INSTRUCTIONS TO FOLLOW:
From the records below, pull out each line that contains the word "rough" and copy it in full.

[INPUT DATA — start]

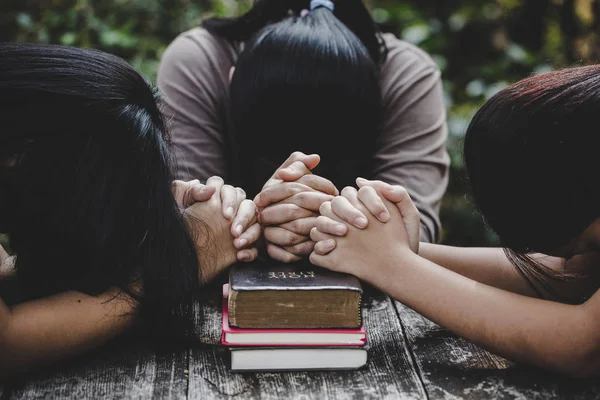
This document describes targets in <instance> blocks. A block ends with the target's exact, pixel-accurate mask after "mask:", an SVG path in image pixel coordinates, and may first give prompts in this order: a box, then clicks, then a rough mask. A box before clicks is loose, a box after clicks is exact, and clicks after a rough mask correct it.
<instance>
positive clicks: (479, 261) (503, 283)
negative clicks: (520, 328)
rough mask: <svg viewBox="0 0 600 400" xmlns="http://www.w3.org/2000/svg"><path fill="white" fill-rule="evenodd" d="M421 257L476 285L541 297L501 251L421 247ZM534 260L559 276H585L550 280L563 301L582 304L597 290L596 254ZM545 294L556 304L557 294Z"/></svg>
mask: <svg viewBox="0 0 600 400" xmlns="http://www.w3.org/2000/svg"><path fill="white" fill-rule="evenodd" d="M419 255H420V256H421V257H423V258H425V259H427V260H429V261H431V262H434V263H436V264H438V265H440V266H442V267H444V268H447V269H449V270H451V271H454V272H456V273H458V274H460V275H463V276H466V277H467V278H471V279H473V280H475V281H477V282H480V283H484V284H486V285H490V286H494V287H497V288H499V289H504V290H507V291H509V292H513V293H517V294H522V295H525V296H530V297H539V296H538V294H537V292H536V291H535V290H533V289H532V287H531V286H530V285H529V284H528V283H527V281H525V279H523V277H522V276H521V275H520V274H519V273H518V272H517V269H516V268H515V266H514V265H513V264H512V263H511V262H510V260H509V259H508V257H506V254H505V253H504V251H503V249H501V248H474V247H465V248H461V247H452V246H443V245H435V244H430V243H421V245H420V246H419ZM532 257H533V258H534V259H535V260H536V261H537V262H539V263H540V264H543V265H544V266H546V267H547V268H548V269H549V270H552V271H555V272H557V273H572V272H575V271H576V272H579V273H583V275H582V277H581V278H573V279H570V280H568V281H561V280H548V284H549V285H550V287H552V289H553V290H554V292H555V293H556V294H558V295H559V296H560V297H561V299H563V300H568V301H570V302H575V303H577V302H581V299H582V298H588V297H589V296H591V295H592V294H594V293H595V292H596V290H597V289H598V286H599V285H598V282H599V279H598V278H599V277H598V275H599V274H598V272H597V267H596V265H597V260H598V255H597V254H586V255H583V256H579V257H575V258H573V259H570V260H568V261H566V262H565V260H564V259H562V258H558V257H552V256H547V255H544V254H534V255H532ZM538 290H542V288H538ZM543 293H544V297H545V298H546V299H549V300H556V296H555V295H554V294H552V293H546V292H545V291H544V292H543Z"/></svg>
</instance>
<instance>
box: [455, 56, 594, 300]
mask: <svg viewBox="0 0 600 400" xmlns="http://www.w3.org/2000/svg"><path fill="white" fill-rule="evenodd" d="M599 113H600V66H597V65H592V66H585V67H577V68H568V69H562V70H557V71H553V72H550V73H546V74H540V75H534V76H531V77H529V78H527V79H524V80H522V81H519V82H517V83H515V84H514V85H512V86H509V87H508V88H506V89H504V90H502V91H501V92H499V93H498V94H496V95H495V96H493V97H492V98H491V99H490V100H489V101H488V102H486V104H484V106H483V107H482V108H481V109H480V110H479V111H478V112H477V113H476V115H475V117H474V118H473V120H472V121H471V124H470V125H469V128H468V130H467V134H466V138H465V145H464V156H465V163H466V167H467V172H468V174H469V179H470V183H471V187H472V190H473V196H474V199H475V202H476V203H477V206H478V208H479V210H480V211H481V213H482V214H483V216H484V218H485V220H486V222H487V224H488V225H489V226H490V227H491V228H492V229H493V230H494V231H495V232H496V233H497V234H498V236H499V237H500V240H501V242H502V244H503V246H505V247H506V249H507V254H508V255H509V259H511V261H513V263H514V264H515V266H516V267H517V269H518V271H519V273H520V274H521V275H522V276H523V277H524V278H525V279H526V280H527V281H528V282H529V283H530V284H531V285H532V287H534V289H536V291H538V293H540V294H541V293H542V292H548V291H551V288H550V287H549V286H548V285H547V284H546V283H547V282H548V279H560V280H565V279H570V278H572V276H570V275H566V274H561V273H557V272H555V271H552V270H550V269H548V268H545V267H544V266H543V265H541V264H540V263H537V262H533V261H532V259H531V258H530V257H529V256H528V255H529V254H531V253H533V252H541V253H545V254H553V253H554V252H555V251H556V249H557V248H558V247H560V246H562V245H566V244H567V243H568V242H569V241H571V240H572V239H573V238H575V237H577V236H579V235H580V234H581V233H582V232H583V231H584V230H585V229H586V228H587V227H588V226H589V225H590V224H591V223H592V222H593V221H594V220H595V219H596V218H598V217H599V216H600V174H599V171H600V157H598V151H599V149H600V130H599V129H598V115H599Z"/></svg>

[INPUT DATA — finish]

ANSWER SECTION:
This document describes targets in <instance> blocks. A block ends with the target's exact, pixel-accurate mask after "mask:", an SVG path in image pixel coordinates, and may first give prompts in this order: a box, then clicks, then a rough mask. A box before clicks is loose, a box after clicks is exact, and clicks after a rough mask correct it.
rough mask: <svg viewBox="0 0 600 400" xmlns="http://www.w3.org/2000/svg"><path fill="white" fill-rule="evenodd" d="M421 257L476 285L541 297L501 251L421 247ZM534 260L559 276H585L550 280L563 301L582 304L597 290L596 254ZM545 294L556 304L557 294Z"/></svg>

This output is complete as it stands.